> [Task prompt] Render every line of the rows below as a numbered list, skipping blank lines.

> [Data in this exercise]
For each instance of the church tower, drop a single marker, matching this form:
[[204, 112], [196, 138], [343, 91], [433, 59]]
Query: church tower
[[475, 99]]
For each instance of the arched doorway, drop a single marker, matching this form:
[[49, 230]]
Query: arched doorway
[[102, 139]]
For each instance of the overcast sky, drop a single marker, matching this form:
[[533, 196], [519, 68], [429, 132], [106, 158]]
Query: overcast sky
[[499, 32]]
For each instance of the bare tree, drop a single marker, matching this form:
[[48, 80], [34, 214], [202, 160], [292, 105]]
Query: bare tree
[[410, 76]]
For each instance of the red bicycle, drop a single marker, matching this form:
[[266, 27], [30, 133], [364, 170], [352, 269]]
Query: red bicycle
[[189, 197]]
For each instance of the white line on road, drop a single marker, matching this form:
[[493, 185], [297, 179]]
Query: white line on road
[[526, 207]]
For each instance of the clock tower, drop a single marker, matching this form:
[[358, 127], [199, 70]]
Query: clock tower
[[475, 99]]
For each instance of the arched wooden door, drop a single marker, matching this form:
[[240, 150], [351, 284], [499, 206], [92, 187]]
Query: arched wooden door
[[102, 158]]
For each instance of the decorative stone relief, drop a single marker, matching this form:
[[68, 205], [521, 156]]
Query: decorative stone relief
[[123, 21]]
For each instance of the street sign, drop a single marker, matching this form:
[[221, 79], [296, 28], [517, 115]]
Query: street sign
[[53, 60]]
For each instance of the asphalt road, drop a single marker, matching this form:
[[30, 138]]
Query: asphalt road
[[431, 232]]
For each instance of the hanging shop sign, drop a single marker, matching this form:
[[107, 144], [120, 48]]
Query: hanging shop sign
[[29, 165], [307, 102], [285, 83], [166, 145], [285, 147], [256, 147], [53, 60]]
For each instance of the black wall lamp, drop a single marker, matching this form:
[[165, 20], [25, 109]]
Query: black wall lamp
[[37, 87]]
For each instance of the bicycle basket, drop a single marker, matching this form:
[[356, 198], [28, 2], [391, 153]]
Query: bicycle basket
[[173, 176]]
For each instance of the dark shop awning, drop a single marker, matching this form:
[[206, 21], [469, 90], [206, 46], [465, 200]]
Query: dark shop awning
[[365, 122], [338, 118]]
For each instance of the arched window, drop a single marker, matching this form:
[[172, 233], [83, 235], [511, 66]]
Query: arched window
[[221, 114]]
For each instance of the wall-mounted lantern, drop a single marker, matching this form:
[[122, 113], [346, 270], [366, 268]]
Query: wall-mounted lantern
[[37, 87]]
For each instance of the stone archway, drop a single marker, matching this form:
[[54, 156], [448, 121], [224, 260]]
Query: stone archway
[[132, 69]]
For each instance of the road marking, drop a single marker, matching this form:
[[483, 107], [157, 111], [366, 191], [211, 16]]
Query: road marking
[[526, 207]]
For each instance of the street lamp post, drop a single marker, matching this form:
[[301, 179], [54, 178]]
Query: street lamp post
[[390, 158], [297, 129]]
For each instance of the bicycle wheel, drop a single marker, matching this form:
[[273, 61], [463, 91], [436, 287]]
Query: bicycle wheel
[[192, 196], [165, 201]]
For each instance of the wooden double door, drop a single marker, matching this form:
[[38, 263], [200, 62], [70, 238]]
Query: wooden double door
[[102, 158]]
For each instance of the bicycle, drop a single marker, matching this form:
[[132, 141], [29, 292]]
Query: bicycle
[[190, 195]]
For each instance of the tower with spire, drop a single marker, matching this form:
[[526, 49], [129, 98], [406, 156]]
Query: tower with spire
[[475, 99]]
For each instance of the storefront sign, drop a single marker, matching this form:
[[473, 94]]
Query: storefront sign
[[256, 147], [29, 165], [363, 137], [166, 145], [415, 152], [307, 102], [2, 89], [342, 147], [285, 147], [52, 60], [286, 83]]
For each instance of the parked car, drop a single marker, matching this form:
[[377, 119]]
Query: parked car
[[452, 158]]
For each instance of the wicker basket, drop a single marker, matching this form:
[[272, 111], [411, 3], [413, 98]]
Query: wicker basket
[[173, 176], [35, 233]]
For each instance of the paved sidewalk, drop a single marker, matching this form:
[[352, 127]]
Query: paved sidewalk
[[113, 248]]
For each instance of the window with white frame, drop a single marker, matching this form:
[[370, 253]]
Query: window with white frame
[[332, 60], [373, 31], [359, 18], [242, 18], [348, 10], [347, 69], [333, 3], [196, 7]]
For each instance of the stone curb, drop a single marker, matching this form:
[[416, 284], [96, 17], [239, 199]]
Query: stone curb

> [Solution]
1. For each instance of the church tower, drop a single marker, matching this form:
2. [[204, 112], [196, 138], [343, 91], [433, 59]]
3. Query: church tower
4. [[475, 99]]
5. For each instance of the arched doorway, drop a single marker, matching this form:
6. [[49, 230]]
7. Query: arched doorway
8. [[102, 139]]
9. For each instance of the overcast sky, drop a single marker, matching this form:
10. [[533, 196], [519, 68], [429, 132], [106, 158]]
11. Query: overcast sky
12. [[499, 32]]
13. For each instance of the bare tree, drop a single marker, matching this form:
14. [[48, 80], [34, 214], [202, 160], [292, 105]]
15. Query: bare tree
16. [[410, 76]]
17. For each instance of the red bicycle, drop a single marker, matching this form:
18. [[266, 27], [30, 133], [364, 170], [352, 269]]
19. Query: red bicycle
20. [[189, 197]]
21. For each instance of the white line on road, drop a single marker, matching this form:
22. [[493, 185], [297, 179]]
23. Query: white line on road
24. [[526, 207]]
25. For each instance of the clock tower, drop a single marker, matching this form:
26. [[358, 127], [199, 70]]
27. Query: clock tower
28. [[475, 99]]
29. For each instance of the arched wooden door, drop a single marker, matching this form:
30. [[240, 150], [351, 284], [499, 206], [92, 187]]
31. Query: arched wooden door
32. [[102, 158]]
33. For each instance of the decorative stone relief, drop a single marker, matching this form:
34. [[68, 205], [521, 156]]
35. Query: decorative stone relief
36. [[123, 21]]
37. For each instance of the street sign, drop a single marker, matching this form:
38. [[221, 79], [296, 28], [517, 115]]
39. Query: street sign
40. [[53, 60]]
41. For each instance of the asphalt road, drop a single marker, matching this form:
42. [[30, 138]]
43. Query: asphalt road
44. [[431, 232]]
45. For each instance of the hanging shop sign, drop a single marker, matching this form:
46. [[107, 144], [120, 48]]
47. Query: hanging shop sign
48. [[29, 165], [307, 102], [285, 83], [166, 145], [285, 147], [256, 147], [53, 60]]
49. For each instance of the black wall lamp, drop a single marker, matching this form:
50. [[165, 20], [25, 109]]
51. Query: black wall lamp
52. [[37, 87]]
53. For each instance of the bicycle basket, drop a single marker, matching this form:
54. [[356, 198], [28, 2], [391, 153]]
55. Query: bicycle basket
56. [[173, 176]]
57. For each instance of the dark shop awning, drop a single marker, matching this form:
58. [[206, 21], [469, 90], [206, 46], [465, 200]]
59. Query: dark shop awning
60. [[365, 122], [338, 118]]
61. For each instance of the arched window, drop a single marker, matching this form:
62. [[172, 233], [83, 235], [511, 66]]
63. Query: arched window
64. [[221, 114]]
65. For each instance of the wall-mounted lantern, drop a single marker, matching this form:
66. [[122, 113], [346, 270], [366, 268]]
67. Query: wall-mounted lantern
68. [[37, 87]]
69. For each instance of the stone archway, drop a single marker, matching this form:
70. [[54, 156], [448, 121], [224, 260]]
71. Query: stone archway
72. [[132, 69]]
73. For each instance of the road marking, drop a single marker, matching this form:
74. [[483, 107], [157, 111], [366, 191], [211, 16]]
75. Query: road marking
76. [[526, 207]]
77. For each instance of the street lamp post, drop a single marker, matching this form:
78. [[301, 179], [54, 178]]
79. Query: street lamp post
80. [[390, 158], [297, 129]]
81. For each instance of the bicycle wheel, drop a single marker, matching this form:
82. [[273, 61], [463, 91], [436, 287]]
83. Query: bicycle wheel
84. [[192, 196], [165, 201]]
85. For each instance of the wooden double door, drop a single marker, matching this form:
86. [[38, 263], [200, 62], [70, 238]]
87. Query: wooden double door
88. [[102, 158]]
89. For each instance of the bicycle, drop a single marker, matching this form:
90. [[132, 141], [29, 292]]
91. Query: bicycle
92. [[190, 195]]
93. For each instance of the tower with spire, drop a single marker, matching this form:
94. [[526, 49], [129, 98], [406, 156]]
95. Query: tower with spire
96. [[475, 99]]
97. For each instance of the storefront sign, drop a single marker, matching this form:
98. [[473, 94]]
99. Query: storefront sign
100. [[256, 147], [29, 165], [363, 137], [166, 145], [415, 152], [307, 102], [2, 89], [342, 147], [285, 147], [52, 60], [286, 83]]
101. For each instance of the parked car, drop a single marker, matching this form:
102. [[377, 119]]
103. Query: parked car
104. [[452, 158]]
105. For each instance of the wicker basket, drop a single marker, matching this form:
106. [[272, 111], [411, 3], [413, 98]]
107. Query: wicker basket
108. [[173, 176], [35, 233]]
109. For each instance of the paved sidewalk, drop a single marker, matching this form:
110. [[352, 127]]
111. Query: paved sidewalk
112. [[113, 248]]
113. For each instance of the window with white frame, drop a single marker, matching this form:
114. [[370, 253]]
115. Query: window with white frame
116. [[332, 60], [373, 31], [359, 18], [242, 18], [348, 10], [347, 69], [333, 3], [196, 7]]
117. For each instance of the stone curb, drop a single marker, matching this form:
118. [[416, 284], [96, 17], [239, 199]]
119. Query: stone curb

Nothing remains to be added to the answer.